- [Problem] Only the lines from the one containing "# test: point at every instance of the white house, one" through the end of the material are to be echoed, each exactly as it appears.

** Start **

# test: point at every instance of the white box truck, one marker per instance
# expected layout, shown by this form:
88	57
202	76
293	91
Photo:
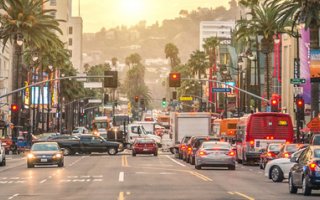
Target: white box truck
188	124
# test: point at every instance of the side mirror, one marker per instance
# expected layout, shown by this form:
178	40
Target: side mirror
294	159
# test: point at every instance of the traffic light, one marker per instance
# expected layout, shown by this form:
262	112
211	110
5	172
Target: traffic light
14	108
112	80
174	79
136	99
274	105
106	99
164	102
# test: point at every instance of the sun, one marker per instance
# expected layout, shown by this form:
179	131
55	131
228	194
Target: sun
132	9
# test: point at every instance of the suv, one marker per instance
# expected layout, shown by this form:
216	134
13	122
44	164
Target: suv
193	145
2	155
315	140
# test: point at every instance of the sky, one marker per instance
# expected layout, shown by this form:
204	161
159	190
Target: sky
97	14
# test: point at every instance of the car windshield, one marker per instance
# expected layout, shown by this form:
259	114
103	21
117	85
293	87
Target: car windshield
317	153
275	147
292	147
209	145
44	147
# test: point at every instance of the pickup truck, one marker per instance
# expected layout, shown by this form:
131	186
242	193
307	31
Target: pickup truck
89	143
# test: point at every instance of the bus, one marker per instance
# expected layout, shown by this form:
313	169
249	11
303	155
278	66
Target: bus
255	131
228	128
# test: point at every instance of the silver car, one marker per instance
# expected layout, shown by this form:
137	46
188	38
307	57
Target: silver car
215	154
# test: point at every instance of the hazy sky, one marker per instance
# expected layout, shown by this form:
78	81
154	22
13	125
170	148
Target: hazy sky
111	13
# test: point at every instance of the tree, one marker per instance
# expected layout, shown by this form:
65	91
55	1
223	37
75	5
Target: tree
305	12
171	51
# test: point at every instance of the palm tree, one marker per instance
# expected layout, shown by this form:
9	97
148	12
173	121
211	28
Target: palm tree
305	12
210	45
172	52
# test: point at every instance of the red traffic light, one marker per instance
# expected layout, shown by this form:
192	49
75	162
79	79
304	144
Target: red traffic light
14	108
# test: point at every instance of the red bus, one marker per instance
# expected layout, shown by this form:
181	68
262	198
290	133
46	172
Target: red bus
254	132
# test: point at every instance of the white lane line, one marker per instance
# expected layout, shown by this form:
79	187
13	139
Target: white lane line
121	176
13	196
44	180
175	161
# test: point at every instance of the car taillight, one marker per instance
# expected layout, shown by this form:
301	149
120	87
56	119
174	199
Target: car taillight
231	153
202	153
313	166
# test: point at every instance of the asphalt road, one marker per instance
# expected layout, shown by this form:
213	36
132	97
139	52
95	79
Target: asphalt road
123	177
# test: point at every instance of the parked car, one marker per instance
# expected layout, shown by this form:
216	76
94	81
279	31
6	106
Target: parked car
2	155
215	154
45	153
278	169
144	146
271	152
182	146
305	173
194	144
288	149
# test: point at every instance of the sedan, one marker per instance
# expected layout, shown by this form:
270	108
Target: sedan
278	169
144	146
45	153
215	154
305	173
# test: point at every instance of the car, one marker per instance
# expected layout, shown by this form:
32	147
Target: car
278	169
215	154
194	144
315	140
182	146
45	153
305	173
287	149
2	155
269	153
144	146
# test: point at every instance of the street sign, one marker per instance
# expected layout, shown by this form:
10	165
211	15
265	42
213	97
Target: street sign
92	84
297	81
221	89
185	98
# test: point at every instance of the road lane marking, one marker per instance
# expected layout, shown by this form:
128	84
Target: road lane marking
44	180
124	161
13	196
121	196
201	176
121	176
176	161
244	196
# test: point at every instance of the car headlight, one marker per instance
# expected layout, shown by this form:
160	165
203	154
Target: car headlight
30	156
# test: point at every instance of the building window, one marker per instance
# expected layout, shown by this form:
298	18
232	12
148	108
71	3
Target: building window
70	30
53	2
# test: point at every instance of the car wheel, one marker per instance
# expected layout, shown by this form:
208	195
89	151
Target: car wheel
112	151
67	152
292	189
232	167
306	189
276	174
197	166
61	164
30	165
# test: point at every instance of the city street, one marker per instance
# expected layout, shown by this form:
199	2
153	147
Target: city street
100	176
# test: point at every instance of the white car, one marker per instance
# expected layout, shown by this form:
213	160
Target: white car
2	155
278	169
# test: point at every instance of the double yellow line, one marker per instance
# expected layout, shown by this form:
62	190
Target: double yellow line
124	161
203	177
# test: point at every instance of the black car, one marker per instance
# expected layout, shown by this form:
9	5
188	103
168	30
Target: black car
305	173
45	153
193	145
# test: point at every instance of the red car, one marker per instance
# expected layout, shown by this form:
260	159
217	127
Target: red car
144	146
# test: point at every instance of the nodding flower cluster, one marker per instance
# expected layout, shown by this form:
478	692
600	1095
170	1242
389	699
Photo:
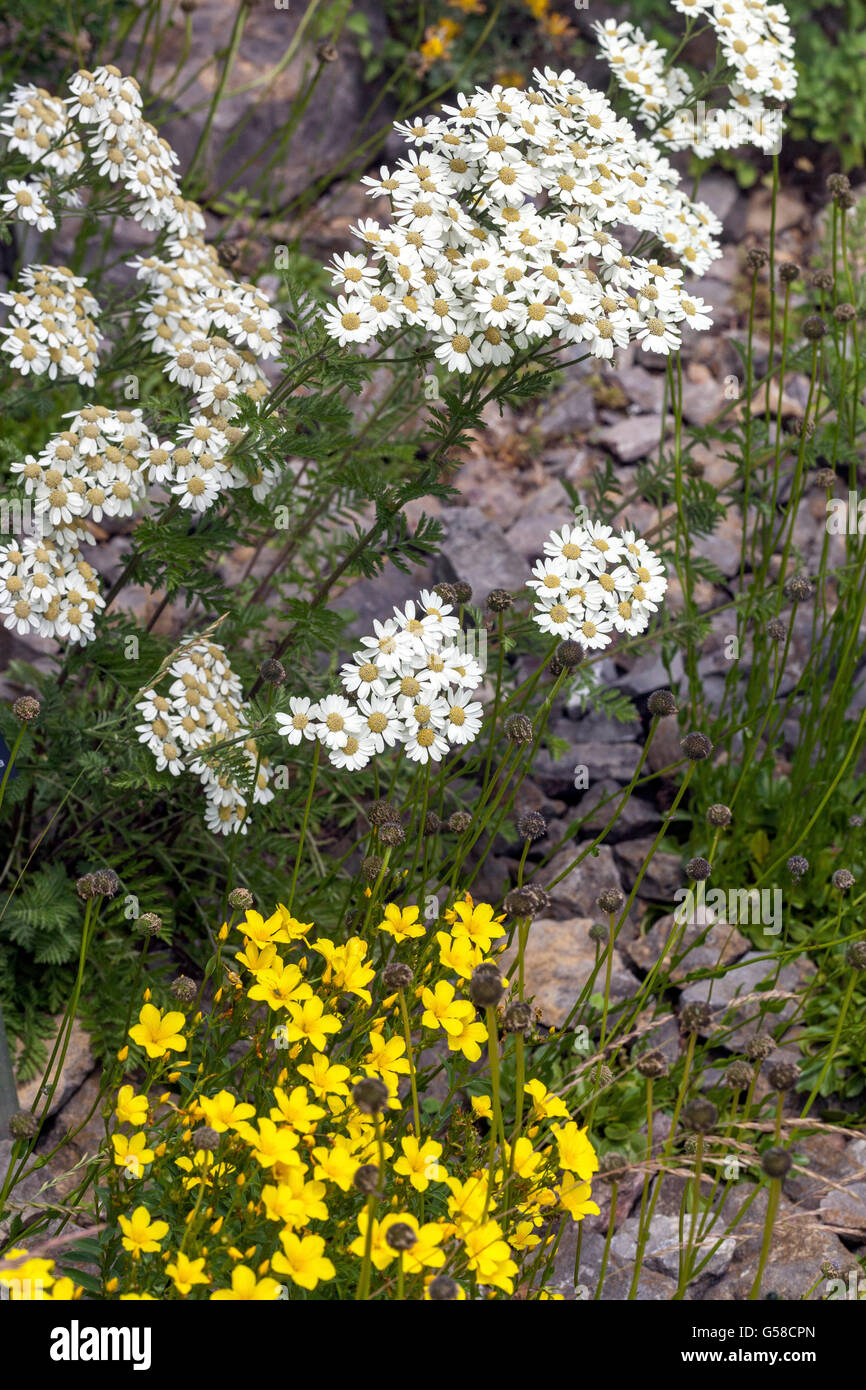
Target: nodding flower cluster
755	53
185	727
209	331
505	232
594	583
409	684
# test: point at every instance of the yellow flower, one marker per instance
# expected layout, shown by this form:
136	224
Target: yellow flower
248	1289
157	1033
303	1260
402	923
141	1235
131	1108
186	1272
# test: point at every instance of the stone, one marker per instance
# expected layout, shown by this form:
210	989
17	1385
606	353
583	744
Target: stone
558	961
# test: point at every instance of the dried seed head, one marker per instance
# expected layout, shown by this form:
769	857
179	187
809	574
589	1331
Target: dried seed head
698	869
366	1179
370	1096
652	1065
401	1236
569	655
610	900
273	672
699	1115
241	898
697	747
392	834
759	1047
855	955
519	729
662	704
381	812
149	925
738	1075
27	709
396	976
485	987
531	824
776	1162
815	327
781	1075
697	1016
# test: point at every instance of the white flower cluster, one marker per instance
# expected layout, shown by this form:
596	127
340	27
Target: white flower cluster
756	47
505	232
202	709
409	684
594	583
50	325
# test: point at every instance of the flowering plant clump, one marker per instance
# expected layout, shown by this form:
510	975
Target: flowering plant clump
505	232
592	583
203	710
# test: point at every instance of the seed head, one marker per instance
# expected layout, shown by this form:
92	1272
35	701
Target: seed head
699	1115
776	1162
519	729
662	704
370	1096
27	709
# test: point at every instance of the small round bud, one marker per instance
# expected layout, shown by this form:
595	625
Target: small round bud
697	747
569	655
442	1289
182	988
815	327
401	1236
781	1075
652	1065
396	976
273	672
392	834
27	709
698	869
370	1096
662	704
738	1075
519	729
798	866
485	987
519	1018
610	900
697	1018
699	1115
149	925
531	824
855	955
776	1162
22	1125
206	1137
366	1179
759	1047
381	812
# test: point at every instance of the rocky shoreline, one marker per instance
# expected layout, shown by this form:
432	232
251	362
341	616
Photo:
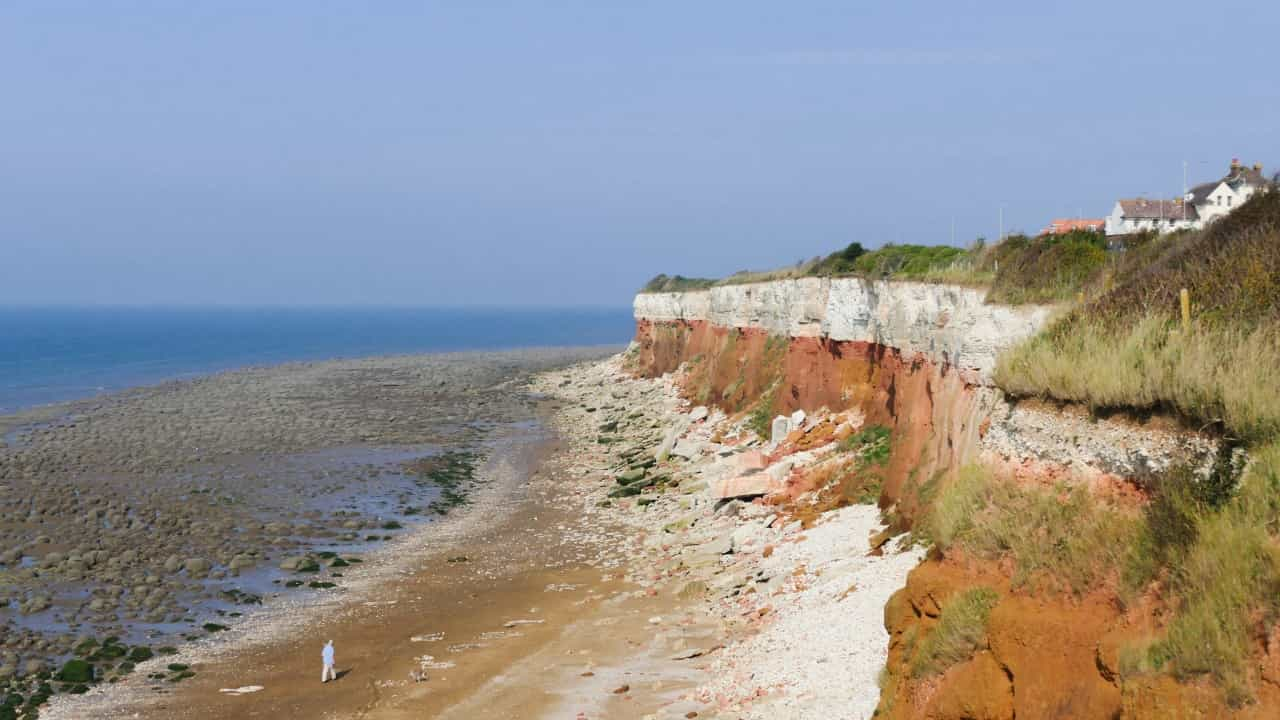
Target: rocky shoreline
684	568
778	611
137	523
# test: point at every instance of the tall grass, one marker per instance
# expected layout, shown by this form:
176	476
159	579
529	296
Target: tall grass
1224	584
1211	376
960	632
1057	538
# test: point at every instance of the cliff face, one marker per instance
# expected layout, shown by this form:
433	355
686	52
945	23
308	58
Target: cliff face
947	326
918	359
912	356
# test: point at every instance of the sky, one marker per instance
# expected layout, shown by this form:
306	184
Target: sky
562	153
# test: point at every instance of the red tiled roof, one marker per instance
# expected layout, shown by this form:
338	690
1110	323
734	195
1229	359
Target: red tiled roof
1146	209
1068	224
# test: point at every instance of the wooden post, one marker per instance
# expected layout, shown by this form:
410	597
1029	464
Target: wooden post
1185	301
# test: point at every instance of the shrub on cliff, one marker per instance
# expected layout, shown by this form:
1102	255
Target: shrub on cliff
676	283
961	630
1057	538
1047	268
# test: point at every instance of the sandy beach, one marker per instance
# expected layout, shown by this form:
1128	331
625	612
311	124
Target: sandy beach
552	595
590	573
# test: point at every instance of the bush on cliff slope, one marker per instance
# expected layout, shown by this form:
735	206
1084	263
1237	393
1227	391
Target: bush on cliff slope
676	283
1127	349
1212	560
961	630
1059	538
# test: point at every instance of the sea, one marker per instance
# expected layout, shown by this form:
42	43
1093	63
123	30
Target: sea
58	354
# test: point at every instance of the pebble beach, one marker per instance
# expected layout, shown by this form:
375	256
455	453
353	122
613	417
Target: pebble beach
593	570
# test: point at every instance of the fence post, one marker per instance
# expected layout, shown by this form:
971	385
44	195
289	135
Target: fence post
1185	301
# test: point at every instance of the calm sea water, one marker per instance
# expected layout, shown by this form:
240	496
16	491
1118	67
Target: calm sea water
50	355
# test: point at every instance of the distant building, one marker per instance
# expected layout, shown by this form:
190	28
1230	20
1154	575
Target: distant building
1151	215
1215	199
1202	204
1065	226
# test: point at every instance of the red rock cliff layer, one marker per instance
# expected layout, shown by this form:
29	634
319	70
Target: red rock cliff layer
935	414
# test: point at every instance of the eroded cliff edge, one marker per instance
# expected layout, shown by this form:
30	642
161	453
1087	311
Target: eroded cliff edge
918	359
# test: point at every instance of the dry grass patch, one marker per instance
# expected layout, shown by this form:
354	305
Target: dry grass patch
1059	538
961	630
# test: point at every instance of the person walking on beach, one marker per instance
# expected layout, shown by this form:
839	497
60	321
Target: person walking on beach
327	655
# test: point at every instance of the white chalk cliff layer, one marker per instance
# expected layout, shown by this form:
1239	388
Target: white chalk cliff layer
950	324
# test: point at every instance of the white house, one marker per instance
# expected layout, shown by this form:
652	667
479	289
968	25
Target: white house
1203	204
1157	215
1215	199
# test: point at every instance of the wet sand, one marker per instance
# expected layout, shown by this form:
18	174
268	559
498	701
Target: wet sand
557	595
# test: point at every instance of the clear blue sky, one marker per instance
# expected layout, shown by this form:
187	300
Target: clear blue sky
561	153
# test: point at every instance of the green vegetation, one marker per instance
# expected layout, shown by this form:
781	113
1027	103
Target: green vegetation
906	261
676	283
1127	347
1059	538
1045	269
1223	570
1020	269
960	632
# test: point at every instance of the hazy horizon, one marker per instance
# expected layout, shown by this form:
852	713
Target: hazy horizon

** End **

- [Answer in full]
# test: point at every instance of the white house, one marker per instance
# expected layout, shown by this form:
652	667
479	289
968	25
Target: white house
1203	204
1157	215
1215	199
# test: point at every instance of the wet sand, one marker per instance
# expected layout, shown by this form:
18	174
268	559
498	701
Target: wet sand
557	595
# test: point at every instance of the clear blue sky, one marker per instance
# expected layout, shown by this form:
187	300
Target: clear blue sky
561	153
# test: point at every instance of the green vegetation, one marker per instance
# expected layout, shown by this form:
781	113
1027	103
Target: green vegetation
906	261
676	283
1127	347
1059	538
1045	269
1223	570
1020	269
960	632
# test: point at every instance of the hazy horizon, one marker per instance
# expected layout, shown by this form:
852	713
Target: hazy horizon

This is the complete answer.